--- DATA PROVIDED ---
■ ■ ■ ■
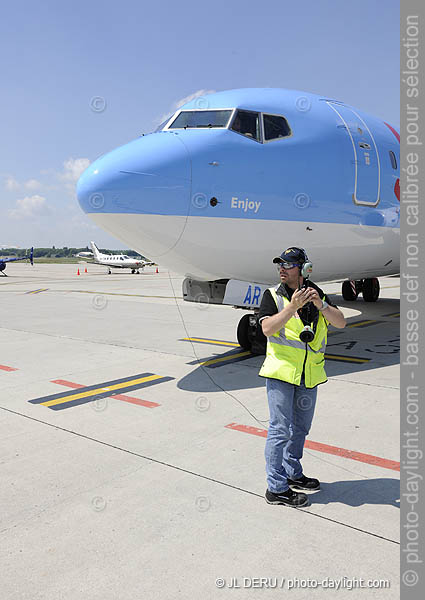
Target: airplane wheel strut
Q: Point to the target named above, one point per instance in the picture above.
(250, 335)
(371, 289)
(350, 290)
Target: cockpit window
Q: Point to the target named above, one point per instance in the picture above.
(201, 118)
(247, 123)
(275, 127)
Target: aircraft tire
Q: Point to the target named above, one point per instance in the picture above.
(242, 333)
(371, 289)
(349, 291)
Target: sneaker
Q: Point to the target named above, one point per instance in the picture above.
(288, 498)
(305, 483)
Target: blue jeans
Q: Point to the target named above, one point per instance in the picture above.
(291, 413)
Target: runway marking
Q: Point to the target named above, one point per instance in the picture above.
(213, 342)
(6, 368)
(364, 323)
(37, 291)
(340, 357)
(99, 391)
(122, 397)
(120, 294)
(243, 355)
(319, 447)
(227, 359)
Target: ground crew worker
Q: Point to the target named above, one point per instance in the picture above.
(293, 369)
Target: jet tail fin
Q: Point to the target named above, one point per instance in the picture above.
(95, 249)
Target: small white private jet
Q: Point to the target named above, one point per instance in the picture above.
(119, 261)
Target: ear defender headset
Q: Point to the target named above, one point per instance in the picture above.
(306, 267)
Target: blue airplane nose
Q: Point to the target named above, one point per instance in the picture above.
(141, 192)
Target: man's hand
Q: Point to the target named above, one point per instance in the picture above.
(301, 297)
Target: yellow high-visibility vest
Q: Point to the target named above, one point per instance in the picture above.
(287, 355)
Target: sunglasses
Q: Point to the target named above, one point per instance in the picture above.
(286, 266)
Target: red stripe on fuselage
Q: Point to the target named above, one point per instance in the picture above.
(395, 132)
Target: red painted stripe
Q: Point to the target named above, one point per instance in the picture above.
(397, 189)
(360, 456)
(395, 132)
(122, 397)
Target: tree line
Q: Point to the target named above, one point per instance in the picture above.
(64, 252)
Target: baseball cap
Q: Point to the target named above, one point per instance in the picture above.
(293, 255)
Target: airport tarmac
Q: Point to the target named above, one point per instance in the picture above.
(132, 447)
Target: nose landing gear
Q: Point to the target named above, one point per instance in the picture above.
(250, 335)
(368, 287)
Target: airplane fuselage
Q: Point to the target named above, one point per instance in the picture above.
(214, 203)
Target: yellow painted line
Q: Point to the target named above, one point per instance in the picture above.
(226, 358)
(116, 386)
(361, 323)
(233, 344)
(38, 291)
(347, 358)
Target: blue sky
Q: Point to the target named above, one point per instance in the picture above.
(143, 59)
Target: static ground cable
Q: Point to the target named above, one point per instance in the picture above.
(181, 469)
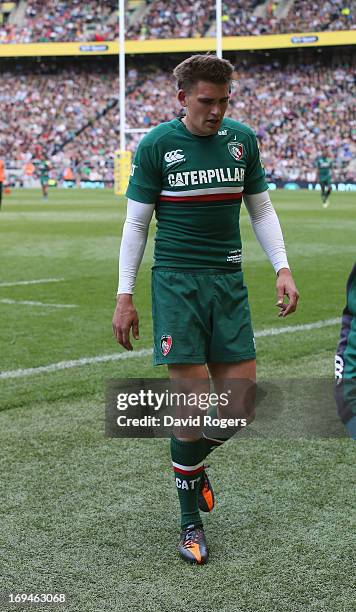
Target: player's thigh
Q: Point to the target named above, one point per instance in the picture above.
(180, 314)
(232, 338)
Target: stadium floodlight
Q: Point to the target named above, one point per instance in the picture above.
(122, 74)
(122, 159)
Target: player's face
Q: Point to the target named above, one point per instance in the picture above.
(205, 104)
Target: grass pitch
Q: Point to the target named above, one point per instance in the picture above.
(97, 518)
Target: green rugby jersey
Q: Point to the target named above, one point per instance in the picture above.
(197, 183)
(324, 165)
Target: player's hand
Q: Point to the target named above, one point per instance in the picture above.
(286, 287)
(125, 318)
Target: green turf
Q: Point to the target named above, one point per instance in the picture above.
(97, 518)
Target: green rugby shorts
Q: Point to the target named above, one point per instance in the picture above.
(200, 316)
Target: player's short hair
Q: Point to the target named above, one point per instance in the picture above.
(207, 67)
■ ■ ■ ■
--- WRITTEN EXERCISE ---
Exclude the pictures, and transcribe all of the material exactly.

--- ANSWER TO THE TASK ---
Target: airplane wheel strut
Q: Point to the target named above, one point per instance in the picture above.
(250, 335)
(371, 289)
(350, 290)
Target: cockpit window
Q: Point to the target named above, one point per instance in the picture above.
(201, 118)
(247, 123)
(275, 127)
Target: aircraft tire
Q: Point to the target named above, one point per instance in the picture above.
(242, 333)
(371, 289)
(349, 291)
Target: sneaker
Q: Point to the target named above, one point per instance in the picture above.
(288, 498)
(305, 483)
Target: blue jeans
Q: Point to the target named above, one point per instance in the picture above.
(291, 413)
Target: runway marking
Q: Point to the target named above, one point per instance in the picture above.
(213, 342)
(6, 368)
(364, 323)
(37, 291)
(340, 357)
(99, 391)
(122, 397)
(120, 294)
(243, 355)
(319, 447)
(227, 359)
Target: ground crew worker
Q: Point to the target named above, one point per instance in the picture above.
(293, 369)
Target: jet tail fin
Q: Point to the target named above, one point per instance in the picture above.
(95, 249)
Target: small white private jet
Q: Point to the target named above, one point per instance in the picture above.
(119, 261)
Target: ear defender headset
Q: Point to the target named above, one point per instance in the picture above.
(306, 267)
Target: blue airplane nose
Q: Point to the target named above, one point per instance in the picture above.
(141, 192)
Target: man's hand
Q: Point to the target named above, one point per instance in the picture above.
(301, 297)
Target: yellow high-visibility vest
Q: Point to the target named above, one point per instance in the picture above.
(287, 355)
Target: sunglasses
Q: Point to the target named above, one point per instance in the picture above.
(286, 266)
Target: red stripe on fuselage
Q: Point to the target named above, one point per instance in the picture above.
(395, 132)
Target: red painted stripe
Q: Point to the target named above, one point per instance in the picture above.
(397, 189)
(360, 456)
(395, 132)
(122, 397)
Target: tree line
Q: Point to the target named above, one point per instance in the picture above.
(64, 252)
Target: baseball cap
Q: Point to the target named above, one point per instance in the picture above.
(293, 255)
Target: airport tarmac
Q: Point to the target named above, one point per instance in the picture above.
(132, 447)
Target: nose landing gear
Q: Point to the target named above, one point per instance in the picture above.
(250, 335)
(368, 287)
Target: airplane fuselage
Q: Point to the target named above, one point per instance in the picture above.
(214, 203)
Target: yellow painted line
Q: Point to the target named above, one point per instance in the picture above.
(226, 358)
(116, 386)
(361, 323)
(233, 344)
(38, 291)
(347, 358)
Target: blue sky
Q: Point to the target named above, one point per instance in the picture above.
(143, 59)
Target: static ground cable
Q: Point to the target named above, one point per instance in the picture above.
(181, 469)
Target: player's thigh
Q: Point to the target named above, one point per instance in the picture above.
(180, 314)
(232, 338)
Target: stadium floodlight
Q: Point to the target named above, one point per instance in the picture above.
(122, 74)
(122, 159)
Target: player's face
Q: Point to the target named above, one point per instance in the picture above.
(205, 104)
Target: grass pitch
Q: Point to the target named above, one point per instance in the picture above.
(97, 518)
Target: green rugby jersey
Q: Point to the target named above, one point per instance in the picture above.
(197, 183)
(324, 165)
Target: player's hand
Q: Point to the target named above, one point per instance in the picture above.
(286, 287)
(125, 318)
Target: green turf
Q: Point to the target named above, one point per instance in the picture above.
(97, 518)
Target: green rugby shorts
Q: Point to the target named above, one point per instance in the picture above.
(200, 316)
Target: player's short hair
Q: Point to the target named above, one point per instance in the picture above.
(207, 67)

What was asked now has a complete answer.